■ **PROVIDED INFORMATION**:
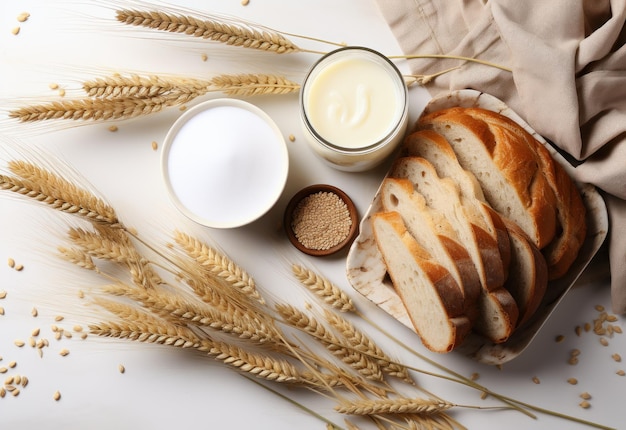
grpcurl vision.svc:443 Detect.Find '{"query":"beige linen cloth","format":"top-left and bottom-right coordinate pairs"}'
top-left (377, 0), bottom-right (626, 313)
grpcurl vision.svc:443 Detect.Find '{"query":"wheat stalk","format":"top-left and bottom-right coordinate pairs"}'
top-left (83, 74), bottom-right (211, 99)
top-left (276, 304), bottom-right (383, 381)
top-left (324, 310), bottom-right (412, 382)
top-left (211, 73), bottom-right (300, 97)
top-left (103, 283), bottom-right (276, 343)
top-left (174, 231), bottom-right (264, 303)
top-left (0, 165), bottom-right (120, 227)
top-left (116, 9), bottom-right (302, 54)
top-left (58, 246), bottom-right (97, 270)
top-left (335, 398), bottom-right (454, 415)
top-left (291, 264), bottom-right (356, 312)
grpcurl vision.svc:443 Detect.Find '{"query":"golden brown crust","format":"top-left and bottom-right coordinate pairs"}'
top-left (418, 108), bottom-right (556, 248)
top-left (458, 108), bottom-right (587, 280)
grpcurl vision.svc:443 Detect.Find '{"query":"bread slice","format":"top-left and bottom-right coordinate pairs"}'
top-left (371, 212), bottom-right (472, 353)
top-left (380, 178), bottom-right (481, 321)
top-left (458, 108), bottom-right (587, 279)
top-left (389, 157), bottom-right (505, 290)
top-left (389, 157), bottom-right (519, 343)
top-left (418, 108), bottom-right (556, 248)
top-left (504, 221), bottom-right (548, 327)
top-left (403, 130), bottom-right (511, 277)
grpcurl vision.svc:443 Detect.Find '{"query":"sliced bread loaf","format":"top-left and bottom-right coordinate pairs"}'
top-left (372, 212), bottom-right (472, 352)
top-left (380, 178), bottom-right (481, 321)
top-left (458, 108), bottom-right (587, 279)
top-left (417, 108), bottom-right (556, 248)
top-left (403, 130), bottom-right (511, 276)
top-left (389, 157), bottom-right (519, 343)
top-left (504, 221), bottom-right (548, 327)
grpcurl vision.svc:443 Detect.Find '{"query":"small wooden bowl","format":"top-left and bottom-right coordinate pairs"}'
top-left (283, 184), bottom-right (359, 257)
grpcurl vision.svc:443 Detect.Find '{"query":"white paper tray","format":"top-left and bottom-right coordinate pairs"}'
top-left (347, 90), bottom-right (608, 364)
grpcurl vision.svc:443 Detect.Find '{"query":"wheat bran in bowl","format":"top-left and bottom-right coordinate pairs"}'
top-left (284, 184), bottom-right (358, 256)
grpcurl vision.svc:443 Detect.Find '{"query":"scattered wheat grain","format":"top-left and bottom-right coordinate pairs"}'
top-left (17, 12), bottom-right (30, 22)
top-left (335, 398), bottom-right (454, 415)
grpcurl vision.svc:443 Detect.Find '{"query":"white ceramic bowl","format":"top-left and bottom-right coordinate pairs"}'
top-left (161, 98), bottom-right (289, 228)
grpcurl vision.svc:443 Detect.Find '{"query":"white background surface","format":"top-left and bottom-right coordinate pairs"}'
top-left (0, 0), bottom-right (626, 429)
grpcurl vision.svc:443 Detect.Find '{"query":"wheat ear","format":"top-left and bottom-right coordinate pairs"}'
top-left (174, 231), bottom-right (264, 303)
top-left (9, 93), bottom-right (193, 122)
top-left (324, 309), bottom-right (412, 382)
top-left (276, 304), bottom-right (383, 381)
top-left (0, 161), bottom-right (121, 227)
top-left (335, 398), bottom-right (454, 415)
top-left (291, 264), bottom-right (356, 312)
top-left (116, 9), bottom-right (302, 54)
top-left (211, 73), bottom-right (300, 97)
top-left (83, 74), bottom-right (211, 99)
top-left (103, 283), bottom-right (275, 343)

■ **REQUIREMENT**: Write out the lines above again with "bread slice" replaced by "slice of bread", leaving everything else unchanged and omitting the pictures.

■ **EXPECTED ANSWER**:
grpcurl vision.svc:443 Detect.Find '{"query":"beige linen cloth","format":"top-left and bottom-right coordinate pairs"}'
top-left (377, 0), bottom-right (626, 313)
grpcurl vision.svc:443 Detect.Find '{"query":"wheat stalk","format":"top-left and bottom-right coordinate pairs"}'
top-left (83, 74), bottom-right (211, 99)
top-left (276, 304), bottom-right (383, 381)
top-left (324, 310), bottom-right (412, 382)
top-left (211, 73), bottom-right (300, 97)
top-left (103, 283), bottom-right (276, 343)
top-left (174, 231), bottom-right (264, 303)
top-left (0, 165), bottom-right (120, 227)
top-left (116, 9), bottom-right (302, 54)
top-left (58, 246), bottom-right (97, 270)
top-left (335, 398), bottom-right (454, 415)
top-left (291, 264), bottom-right (356, 312)
grpcurl vision.svc:443 Detect.Find '{"query":"golden brown crust","format":"top-left and bottom-right coordinate pairs"}'
top-left (418, 108), bottom-right (556, 248)
top-left (458, 108), bottom-right (587, 280)
grpcurl vision.svc:443 Detect.Find '{"query":"slice of bread","format":"top-left and bottom-right coordinate pairs"}'
top-left (371, 212), bottom-right (472, 353)
top-left (380, 178), bottom-right (481, 321)
top-left (458, 108), bottom-right (587, 279)
top-left (389, 157), bottom-right (505, 290)
top-left (389, 157), bottom-right (519, 343)
top-left (418, 108), bottom-right (556, 248)
top-left (504, 221), bottom-right (548, 327)
top-left (403, 130), bottom-right (511, 277)
grpcurl vision.svc:443 Detect.Find '{"query":"sliced bread loaf","format":"top-left and bottom-right coordinate pairs"}'
top-left (372, 212), bottom-right (472, 352)
top-left (380, 178), bottom-right (481, 321)
top-left (458, 108), bottom-right (587, 279)
top-left (417, 108), bottom-right (556, 248)
top-left (403, 130), bottom-right (511, 276)
top-left (389, 157), bottom-right (519, 343)
top-left (504, 221), bottom-right (548, 327)
grpcurl vision.svc:443 Detect.Find '{"query":"small wooden bowl","format":"top-left and bottom-right coordinate pairs"}'
top-left (283, 184), bottom-right (359, 257)
grpcurl vision.svc:443 Detect.Find '{"query":"white paper tray","format":"top-left and bottom-right coordinate pairs"}'
top-left (347, 90), bottom-right (608, 364)
grpcurl vision.svc:443 Detect.Find '{"query":"wheat bran in bowl","format":"top-left and bottom-right coordinate pairs"}'
top-left (284, 184), bottom-right (358, 256)
grpcurl vision.svc:443 Detect.Find '{"query":"scattered wheat grain","format":"top-left and bottom-right coordinate pairs"}'
top-left (17, 12), bottom-right (30, 22)
top-left (335, 398), bottom-right (454, 415)
grpcurl vision.svc:443 Detect.Find '{"query":"white ceramic bowl","format":"top-left and bottom-right coordinate pairs"}'
top-left (161, 98), bottom-right (289, 228)
grpcurl vision.svc:443 Detect.Find '{"query":"white background surface","format":"top-left and bottom-right coordinate pairs"}'
top-left (0, 0), bottom-right (626, 429)
grpcurl vision.svc:443 Detect.Find '{"query":"wheat ear","format":"top-left and bottom-right coordinate pairs"}'
top-left (174, 231), bottom-right (264, 303)
top-left (9, 93), bottom-right (193, 122)
top-left (324, 309), bottom-right (412, 382)
top-left (276, 304), bottom-right (383, 381)
top-left (0, 161), bottom-right (121, 227)
top-left (335, 398), bottom-right (454, 415)
top-left (291, 264), bottom-right (356, 312)
top-left (116, 9), bottom-right (302, 54)
top-left (211, 73), bottom-right (300, 97)
top-left (83, 74), bottom-right (211, 99)
top-left (103, 283), bottom-right (275, 343)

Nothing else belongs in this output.